# Written task:
Make an exact copy of the records, with the pictures left out.

# Material supplied:
┌──

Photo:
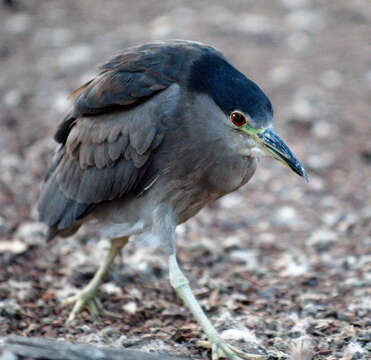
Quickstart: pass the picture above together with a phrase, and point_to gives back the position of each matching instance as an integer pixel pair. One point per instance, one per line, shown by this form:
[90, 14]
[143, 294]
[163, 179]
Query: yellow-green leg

└──

# Solved exercise:
Photo:
Quickstart: pass the picture above together with a phrase, and point_to gives back the position of each matching instance as an integer pixel pair. One point per instance, one per line, shown by this form:
[90, 14]
[143, 294]
[163, 179]
Query: yellow-green leg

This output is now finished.